— TASK REQUIREMENTS —
Format the entries below as a Markdown table with the columns Row and Entry line, one numbered row per line and blank lines omitted. Begin at the line containing "Bounding boxes for white facade.", stop after the line containing "[0, 91, 150, 150]", and include no other lines.

— INPUT FOR THIS TASK —
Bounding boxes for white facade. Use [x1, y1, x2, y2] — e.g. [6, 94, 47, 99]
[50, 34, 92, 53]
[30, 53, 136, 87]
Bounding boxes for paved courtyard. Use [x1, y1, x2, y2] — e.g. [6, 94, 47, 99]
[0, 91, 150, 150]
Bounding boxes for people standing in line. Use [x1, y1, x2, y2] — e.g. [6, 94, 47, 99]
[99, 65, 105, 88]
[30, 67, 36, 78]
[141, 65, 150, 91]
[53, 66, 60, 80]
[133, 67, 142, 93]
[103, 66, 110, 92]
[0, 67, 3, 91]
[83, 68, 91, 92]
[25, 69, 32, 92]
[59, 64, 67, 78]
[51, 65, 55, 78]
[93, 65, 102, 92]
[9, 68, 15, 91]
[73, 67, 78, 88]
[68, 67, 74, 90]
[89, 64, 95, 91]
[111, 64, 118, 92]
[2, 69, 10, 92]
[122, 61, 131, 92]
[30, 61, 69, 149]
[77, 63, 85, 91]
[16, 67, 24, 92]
==
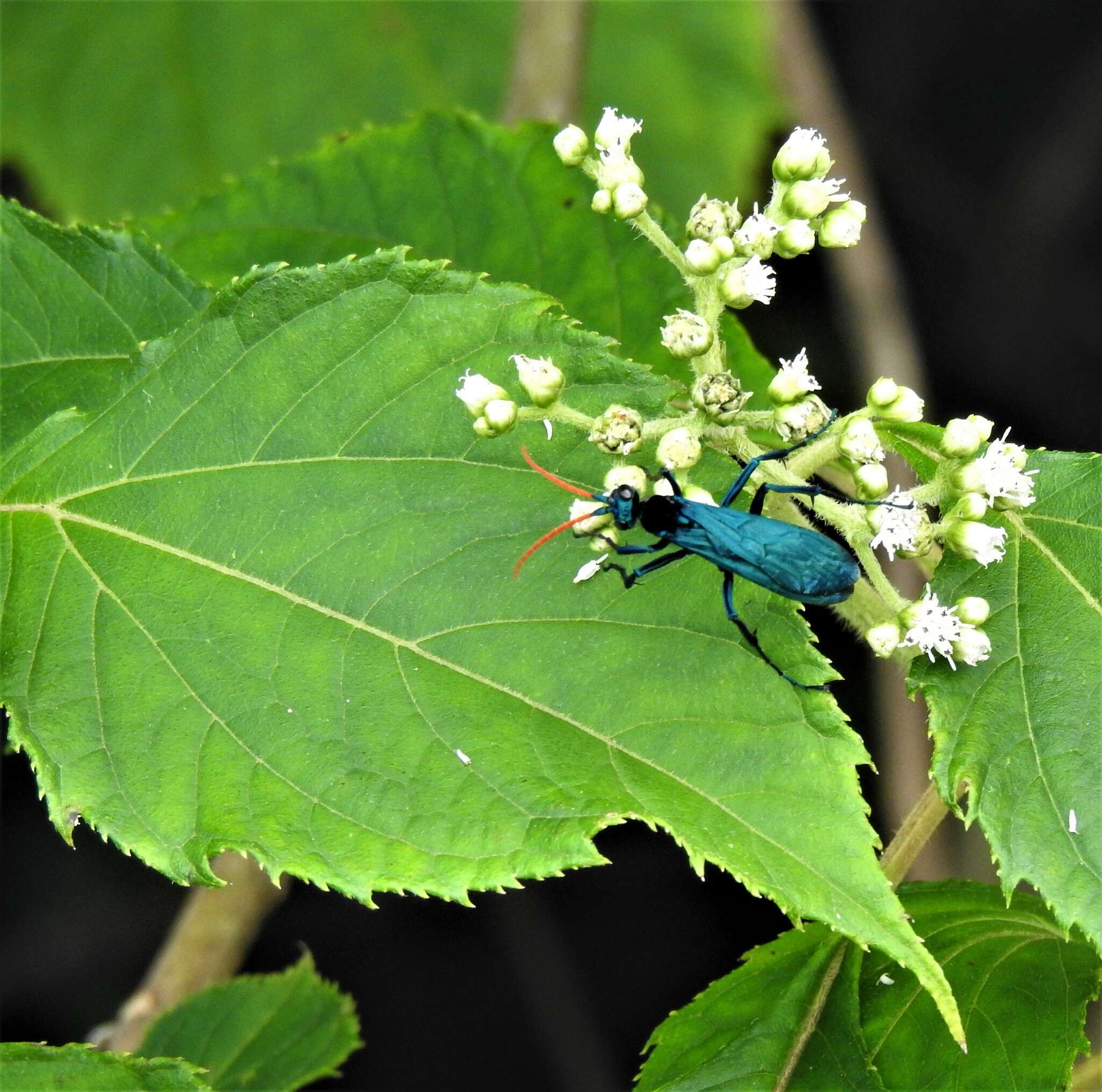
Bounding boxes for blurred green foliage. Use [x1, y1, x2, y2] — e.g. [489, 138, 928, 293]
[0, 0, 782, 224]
---
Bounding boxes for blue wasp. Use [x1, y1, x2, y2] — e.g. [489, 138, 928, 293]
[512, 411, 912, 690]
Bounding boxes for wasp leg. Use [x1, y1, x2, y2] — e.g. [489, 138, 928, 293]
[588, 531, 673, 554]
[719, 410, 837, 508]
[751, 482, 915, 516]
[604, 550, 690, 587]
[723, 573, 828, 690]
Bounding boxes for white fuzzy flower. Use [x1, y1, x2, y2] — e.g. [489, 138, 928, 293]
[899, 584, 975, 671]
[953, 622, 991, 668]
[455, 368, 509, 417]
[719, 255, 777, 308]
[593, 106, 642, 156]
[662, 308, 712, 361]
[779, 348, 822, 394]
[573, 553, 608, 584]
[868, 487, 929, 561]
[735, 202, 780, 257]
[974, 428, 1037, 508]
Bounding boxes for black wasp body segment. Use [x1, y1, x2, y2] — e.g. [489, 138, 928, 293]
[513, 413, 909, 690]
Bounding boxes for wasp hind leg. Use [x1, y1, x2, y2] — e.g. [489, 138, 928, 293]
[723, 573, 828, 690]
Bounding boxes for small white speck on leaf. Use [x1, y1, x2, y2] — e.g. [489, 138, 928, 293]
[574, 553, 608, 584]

— PROBLEM SOLUTION —
| Row | Entry line |
|---|---|
| 1 | Bounding boxes for white facade. Use [x1, y1, x2, y2] — e.g. [6, 94, 47, 99] |
| 2 | [50, 34, 92, 53] |
| 3 | [30, 53, 136, 87] |
| 4 | Bounding boxes for paved courtyard. Use [x1, y1, x2, y2] — e.g. [6, 94, 47, 99] |
| 5 | [0, 91, 150, 150] |